■ **Excerpts of location labeling data**:
——————————
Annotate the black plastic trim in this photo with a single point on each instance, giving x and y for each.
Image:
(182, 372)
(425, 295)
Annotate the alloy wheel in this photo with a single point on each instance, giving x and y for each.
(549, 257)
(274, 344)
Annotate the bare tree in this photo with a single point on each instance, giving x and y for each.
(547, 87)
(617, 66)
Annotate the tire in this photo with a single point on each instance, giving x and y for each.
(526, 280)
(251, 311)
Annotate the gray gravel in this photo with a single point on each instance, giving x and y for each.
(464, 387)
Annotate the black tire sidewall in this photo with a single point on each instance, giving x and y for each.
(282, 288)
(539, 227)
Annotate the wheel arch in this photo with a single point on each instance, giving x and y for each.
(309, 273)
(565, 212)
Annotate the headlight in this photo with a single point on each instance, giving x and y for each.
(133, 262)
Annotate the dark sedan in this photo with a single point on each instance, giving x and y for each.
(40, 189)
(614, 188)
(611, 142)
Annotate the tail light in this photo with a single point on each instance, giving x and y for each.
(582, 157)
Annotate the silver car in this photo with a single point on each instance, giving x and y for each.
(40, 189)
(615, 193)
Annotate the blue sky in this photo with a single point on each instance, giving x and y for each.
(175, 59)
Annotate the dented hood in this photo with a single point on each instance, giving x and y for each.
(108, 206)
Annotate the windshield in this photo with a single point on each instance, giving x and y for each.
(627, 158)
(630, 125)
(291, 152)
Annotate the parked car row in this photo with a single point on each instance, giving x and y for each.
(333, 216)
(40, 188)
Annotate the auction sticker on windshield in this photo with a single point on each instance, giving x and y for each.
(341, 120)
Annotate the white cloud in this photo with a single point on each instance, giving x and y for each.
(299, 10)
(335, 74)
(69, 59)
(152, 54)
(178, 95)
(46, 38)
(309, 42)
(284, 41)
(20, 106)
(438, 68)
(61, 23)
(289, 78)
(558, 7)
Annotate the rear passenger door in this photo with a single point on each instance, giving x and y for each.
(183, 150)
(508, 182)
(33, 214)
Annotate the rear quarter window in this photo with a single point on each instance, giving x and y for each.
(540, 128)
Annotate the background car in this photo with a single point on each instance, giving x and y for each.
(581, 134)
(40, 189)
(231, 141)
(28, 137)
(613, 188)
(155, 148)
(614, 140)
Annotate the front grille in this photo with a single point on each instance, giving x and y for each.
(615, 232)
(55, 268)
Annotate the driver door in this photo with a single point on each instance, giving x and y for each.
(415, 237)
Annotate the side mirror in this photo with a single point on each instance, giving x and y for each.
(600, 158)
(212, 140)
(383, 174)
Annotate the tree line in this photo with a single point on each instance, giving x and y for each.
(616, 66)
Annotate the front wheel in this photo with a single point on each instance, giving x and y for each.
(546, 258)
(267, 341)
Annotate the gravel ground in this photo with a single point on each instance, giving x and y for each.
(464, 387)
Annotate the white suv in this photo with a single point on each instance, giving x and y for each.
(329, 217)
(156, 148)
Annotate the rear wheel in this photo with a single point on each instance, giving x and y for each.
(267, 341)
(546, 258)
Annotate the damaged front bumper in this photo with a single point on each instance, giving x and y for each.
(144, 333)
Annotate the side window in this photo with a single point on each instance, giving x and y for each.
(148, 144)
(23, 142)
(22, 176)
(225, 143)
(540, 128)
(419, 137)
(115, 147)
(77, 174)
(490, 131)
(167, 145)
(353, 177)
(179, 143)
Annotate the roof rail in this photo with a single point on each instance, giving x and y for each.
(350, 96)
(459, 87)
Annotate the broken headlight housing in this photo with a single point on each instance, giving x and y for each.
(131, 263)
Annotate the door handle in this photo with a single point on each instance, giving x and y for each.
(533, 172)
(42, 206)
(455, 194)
——————————
■ **WRITTEN EXERCISE**: Would you restate each of the entries word for word?

■ **TASK RESPONSE**:
Annotate the black plastic trim in this photo with a single point on each instance, giving x and y for each.
Image:
(182, 372)
(425, 295)
Annotate the alloy wheel in this photo with a single point on each instance, giving x and y for each.
(549, 257)
(274, 344)
Annotate the bare tree in this photo with a single point on each instance, giving x and y for each.
(547, 87)
(617, 66)
Annotate the tire in this photo with a single point on each instance, giving x and y for each.
(526, 280)
(251, 311)
Annotate the gray gravel in this photo with a single point on each instance, giving x and y for each.
(464, 387)
Annotate the black tire sidewall in this photo with a single point on each instance, giving x and y for each.
(282, 288)
(539, 227)
Annotate the wheel arch in this photo with a single point on each instance, giving x and y for each.
(309, 273)
(565, 212)
Annotate the headlight in this photo with a single point on each instance, giving x and y for each.
(133, 262)
Annotate the dark sedan in this photo with a single point on each instance, giving x and y for each.
(40, 189)
(614, 188)
(611, 142)
Annotate the tail light in this photo with a single point on each instance, giving x and y for each.
(582, 157)
Annotate the silver car in this photo with a single point on each instance, giving x and y for each.
(40, 189)
(615, 193)
Annotate the blue sky in this photo with a single point on each instance, giving x and y for each.
(175, 59)
Annotate the dented hood in this photo with a single point on each instance, giving x and y for each.
(108, 206)
Annotate the windshield in this photo with a single point on each instance, giving x and y for each.
(627, 158)
(630, 125)
(291, 152)
Annotate the parked car row in this photo with a single point on each instance, giving x and y for each.
(333, 216)
(40, 188)
Annotate the auction sticker on windshield in this photo with a single point on each instance, giving x and y for each.
(341, 120)
Annotate the white cloud in this photo with a single point on each instance, giving x and y for each.
(299, 10)
(335, 74)
(69, 59)
(152, 54)
(178, 95)
(46, 38)
(309, 42)
(284, 41)
(20, 106)
(438, 68)
(61, 23)
(289, 78)
(558, 7)
Annotate the rear passenger door in this photo with a single point on each instance, giving x and y for each.
(183, 150)
(508, 182)
(33, 214)
Annotate the rear quarter window in this photo with a single point on each instance, giving x and y for each.
(540, 128)
Annotate the background car in this photo with a single point on each instance, giving x and y for each.
(581, 134)
(40, 189)
(231, 141)
(28, 137)
(613, 188)
(155, 148)
(614, 140)
Annotate the front grille in this photo with a single point on each instance, giving x and y for each.
(615, 232)
(55, 268)
Annotate the driver door in this photo with a single point on each instance, giving x and y for each.
(415, 237)
Annotate the side mirror in this photo with a single point on each instance, giving x and y for each.
(600, 158)
(212, 140)
(383, 174)
Annotate the tree line in this photo with a single point on each instance, giving x and y for each.
(616, 66)
Annotate the front wheel in this photo with a single point on each instance, giving x and y for each.
(546, 258)
(267, 341)
Annotate the gravel ground in this photo with a single point on each instance, giving x and y for each.
(464, 387)
Annotate the white suv in this photo with a single point on each instance, giving x and y for each.
(329, 217)
(156, 148)
Annotate the rear wheel in this photo with a single point on each instance, giving x and y for each.
(267, 341)
(546, 258)
Annotate the damaged front bumper in this photo with a single point on each instance, giving x and y for each.
(144, 333)
Annotate the side window in this photo with a single point on each instance, giving x and y for each.
(148, 144)
(23, 142)
(22, 176)
(225, 143)
(540, 128)
(419, 137)
(115, 147)
(77, 174)
(490, 131)
(167, 145)
(353, 177)
(179, 143)
Annotate the roof rail in this photo with a single point on each instance, giving x and y for each.
(350, 96)
(459, 87)
Annotate the broken headlight housing in this photo with a single point on each instance, giving x and y for each.
(131, 263)
Annotate the door handle in this photo with a single point on each instance, giving x and y for each.
(533, 172)
(42, 206)
(455, 194)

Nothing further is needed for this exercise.